### The exercise
Render every line of the records below as a Markdown table with two columns, Row for a running number and Line for the line itself, and skip blank lines. Leave the pictures out of the answer.

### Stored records
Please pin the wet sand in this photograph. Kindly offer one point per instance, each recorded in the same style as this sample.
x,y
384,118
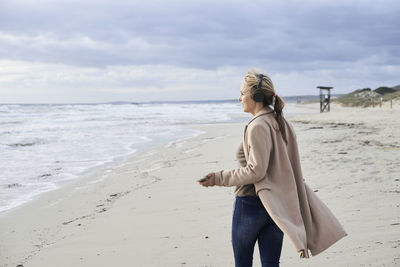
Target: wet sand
x,y
149,211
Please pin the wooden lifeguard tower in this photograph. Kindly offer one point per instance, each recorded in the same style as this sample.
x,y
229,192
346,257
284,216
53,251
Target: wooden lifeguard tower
x,y
324,98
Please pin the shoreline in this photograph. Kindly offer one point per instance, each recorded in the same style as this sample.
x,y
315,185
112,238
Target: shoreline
x,y
112,216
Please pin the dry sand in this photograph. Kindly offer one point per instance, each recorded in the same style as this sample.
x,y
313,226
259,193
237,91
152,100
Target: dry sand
x,y
150,211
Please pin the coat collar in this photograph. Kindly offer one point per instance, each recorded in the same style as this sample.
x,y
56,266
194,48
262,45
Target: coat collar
x,y
263,111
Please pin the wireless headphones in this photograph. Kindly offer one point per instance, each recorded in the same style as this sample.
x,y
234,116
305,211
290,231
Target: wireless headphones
x,y
258,95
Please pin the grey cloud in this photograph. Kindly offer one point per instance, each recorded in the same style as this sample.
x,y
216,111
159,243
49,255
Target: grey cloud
x,y
284,36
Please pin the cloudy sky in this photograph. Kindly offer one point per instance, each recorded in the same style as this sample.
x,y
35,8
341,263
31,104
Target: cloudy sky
x,y
127,50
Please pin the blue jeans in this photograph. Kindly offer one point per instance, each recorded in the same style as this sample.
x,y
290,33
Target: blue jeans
x,y
252,223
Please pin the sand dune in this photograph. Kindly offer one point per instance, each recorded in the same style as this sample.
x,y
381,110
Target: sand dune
x,y
149,211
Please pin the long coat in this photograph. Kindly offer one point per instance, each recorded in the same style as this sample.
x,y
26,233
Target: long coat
x,y
273,166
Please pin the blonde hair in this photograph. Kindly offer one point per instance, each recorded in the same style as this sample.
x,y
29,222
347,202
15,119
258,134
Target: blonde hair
x,y
266,86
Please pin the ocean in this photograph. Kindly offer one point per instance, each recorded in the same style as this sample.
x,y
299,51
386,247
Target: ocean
x,y
45,146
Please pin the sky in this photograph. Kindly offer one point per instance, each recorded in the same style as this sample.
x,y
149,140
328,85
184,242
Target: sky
x,y
126,50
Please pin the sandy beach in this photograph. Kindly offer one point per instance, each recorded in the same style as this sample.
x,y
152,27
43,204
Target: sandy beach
x,y
149,211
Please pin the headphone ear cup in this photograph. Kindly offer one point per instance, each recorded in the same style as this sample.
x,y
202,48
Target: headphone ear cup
x,y
258,96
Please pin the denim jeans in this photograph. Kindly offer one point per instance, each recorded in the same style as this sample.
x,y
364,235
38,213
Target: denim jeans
x,y
252,223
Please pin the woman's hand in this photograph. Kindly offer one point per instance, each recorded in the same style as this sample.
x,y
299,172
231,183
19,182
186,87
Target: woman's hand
x,y
210,181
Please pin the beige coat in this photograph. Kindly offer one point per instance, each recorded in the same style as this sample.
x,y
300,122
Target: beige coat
x,y
274,168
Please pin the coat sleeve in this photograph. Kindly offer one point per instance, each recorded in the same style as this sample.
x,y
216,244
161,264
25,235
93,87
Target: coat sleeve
x,y
240,157
259,137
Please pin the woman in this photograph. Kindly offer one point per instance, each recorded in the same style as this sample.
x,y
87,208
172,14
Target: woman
x,y
271,196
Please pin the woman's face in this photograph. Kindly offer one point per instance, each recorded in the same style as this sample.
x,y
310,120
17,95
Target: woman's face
x,y
245,98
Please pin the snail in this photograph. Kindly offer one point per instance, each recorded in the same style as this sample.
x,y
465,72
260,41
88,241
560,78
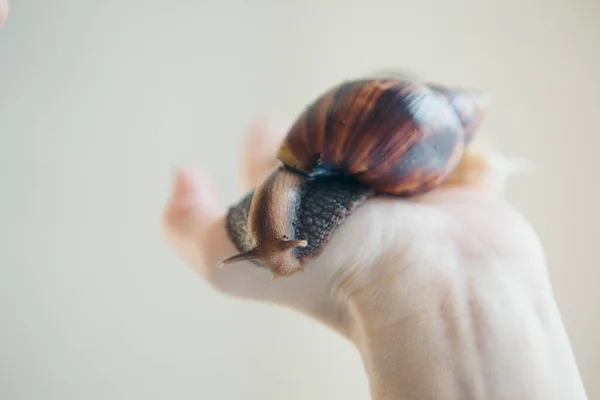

### Task result
| Row | Line |
|---|---|
| 1 | Please pin the wet sand in this photograph. Kindly offer one point per instance, each recorded in the same style as this sample. |
| 2 | x,y |
| 3 | 384,118 |
| 4 | Target: wet sand |
| 5 | x,y |
| 6 | 149,211 |
| 7 | Please pin the wooden lifeguard tower in this photograph. Kindly offer one point per instance, each recorded in the same style as this sample. |
| 8 | x,y |
| 9 | 229,192 |
| 10 | 346,257 |
| 11 | 284,216 |
| 12 | 53,251 |
| 13 | Target: wooden lifeguard tower |
| 14 | x,y |
| 15 | 324,98 |
| 16 | Please pin the shoreline in this photograph. Kindly offer one point per instance, each recorded in the same style as this sample. |
| 17 | x,y |
| 18 | 315,185 |
| 19 | 112,238 |
| 20 | Target: shoreline |
| 21 | x,y |
| 22 | 112,216 |
| 23 | Please pin the dry sand in this photograph. Kindly offer one point per instance, each recorded in the same style as this sample. |
| 24 | x,y |
| 25 | 313,226 |
| 26 | 259,193 |
| 27 | 237,91 |
| 28 | 152,100 |
| 29 | Target: dry sand |
| 30 | x,y |
| 31 | 150,211 |
| 32 | Please pin the coat collar in this photograph. Kindly offer one point per instance, each recorded in the same style as this sample. |
| 33 | x,y |
| 34 | 56,266 |
| 35 | 194,48 |
| 36 | 262,45 |
| 37 | Target: coat collar |
| 38 | x,y |
| 39 | 263,111 |
| 40 | Please pin the wireless headphones in this photograph. Kindly offer one point per instance, each recorded in the same style as this sample. |
| 41 | x,y |
| 42 | 234,116 |
| 43 | 305,211 |
| 44 | 290,231 |
| 45 | Target: wireless headphones |
| 46 | x,y |
| 47 | 258,95 |
| 48 | Please pin the grey cloud in this photograph. Kindly offer one point per instance, each recorded in the same style as this sample. |
| 49 | x,y |
| 50 | 216,111 |
| 51 | 159,243 |
| 52 | 49,255 |
| 53 | Target: grey cloud |
| 54 | x,y |
| 55 | 284,36 |
| 56 | Please pin the cloudy sky in this photograph. Kindly offer one point per instance, each recorded in the same style as this sample. |
| 57 | x,y |
| 58 | 35,8 |
| 59 | 341,263 |
| 60 | 31,104 |
| 61 | Target: cloudy sky |
| 62 | x,y |
| 63 | 127,50 |
| 64 | Please pin the blue jeans in this photograph. Kindly offer one point per instance, each recorded in the same style as this sample. |
| 65 | x,y |
| 66 | 290,33 |
| 67 | Target: blue jeans |
| 68 | x,y |
| 69 | 252,223 |
| 70 | Please pin the sand dune in this photograph. Kindly offer one point per instance, each recorded in the same style as this sample. |
| 71 | x,y |
| 72 | 381,110 |
| 73 | Target: sand dune |
| 74 | x,y |
| 75 | 149,211 |
| 76 | Please pin the long coat in this photograph. Kindly offer one point per instance, each recorded in the same style as this sample. |
| 77 | x,y |
| 78 | 26,233 |
| 79 | Target: long coat |
| 80 | x,y |
| 81 | 273,166 |
| 82 | Please pin the blonde hair in this photograph. Kindly offer one point per instance, each recorded in the same style as this sample. |
| 83 | x,y |
| 84 | 29,222 |
| 85 | 347,202 |
| 86 | 15,119 |
| 87 | 258,134 |
| 88 | Target: blonde hair |
| 89 | x,y |
| 90 | 266,86 |
| 91 | Please pin the ocean in this photograph. Kindly offer one point per instance, each recorded in the same style as this sample. |
| 92 | x,y |
| 93 | 299,51 |
| 94 | 386,247 |
| 95 | Target: ocean |
| 96 | x,y |
| 97 | 45,146 |
| 98 | Please pin the sky in this photograph. Kindly offer one point per instance, each recorded in the same style as this sample. |
| 99 | x,y |
| 100 | 149,140 |
| 101 | 328,85 |
| 102 | 184,242 |
| 103 | Target: sky |
| 104 | x,y |
| 105 | 126,50 |
| 106 | Please pin the sandy beach in this photograph. Kindly offer one point per instance, each recorded in the same style as this sample. |
| 107 | x,y |
| 108 | 152,27 |
| 109 | 43,204 |
| 110 | Target: sandy beach |
| 111 | x,y |
| 112 | 149,211 |
| 113 | Please pin the headphone ear cup in this photograph. Kindly offer one point per instance, each recorded in the same style as this sample. |
| 114 | x,y |
| 115 | 202,48 |
| 116 | Target: headphone ear cup |
| 117 | x,y |
| 118 | 258,96 |
| 119 | Please pin the denim jeans in this photograph. Kindly offer one point per instance, each recorded in the same style as this sample. |
| 120 | x,y |
| 121 | 364,235 |
| 122 | 38,213 |
| 123 | Target: denim jeans |
| 124 | x,y |
| 125 | 252,223 |
| 126 | Please pin the woman's hand in this photograph. Kindly offer one point per instance, each recorded in the same style as this sample. |
| 127 | x,y |
| 128 | 299,172 |
| 129 | 231,183 |
| 130 | 19,182 |
| 131 | 186,87 |
| 132 | Target: woman's hand |
| 133 | x,y |
| 134 | 210,181 |
| 135 | Please pin the beige coat in this photograph. Kindly offer one point per instance, each recorded in the same style as this sample. |
| 136 | x,y |
| 137 | 300,122 |
| 138 | Target: beige coat |
| 139 | x,y |
| 140 | 274,168 |
| 141 | Please pin the coat sleeve in this photograph. Kindly offer one point per instance, each recorded in the same style as this sample. |
| 142 | x,y |
| 143 | 216,244 |
| 144 | 161,264 |
| 145 | 25,235 |
| 146 | 93,87 |
| 147 | Target: coat sleeve |
| 148 | x,y |
| 149 | 240,157 |
| 150 | 259,137 |
| 151 | Please pin the woman in this photograph. Kindly offer one point per instance, each recorded in the same style as this sample. |
| 152 | x,y |
| 153 | 87,208 |
| 154 | 172,14 |
| 155 | Target: woman |
| 156 | x,y |
| 157 | 271,196 |
| 158 | Please pin the woman's face in this photograph. Kindly offer one point per instance, each recorded in the same style as this sample. |
| 159 | x,y |
| 160 | 310,120 |
| 161 | 17,95 |
| 162 | Target: woman's face |
| 163 | x,y |
| 164 | 245,98 |
| 165 | Please pin the snail in this photograph. Kindly offer one point per instance, each recorded in the same style as this sample. |
| 166 | x,y |
| 167 | 465,72 |
| 168 | 260,41 |
| 169 | 88,241 |
| 170 | 560,78 |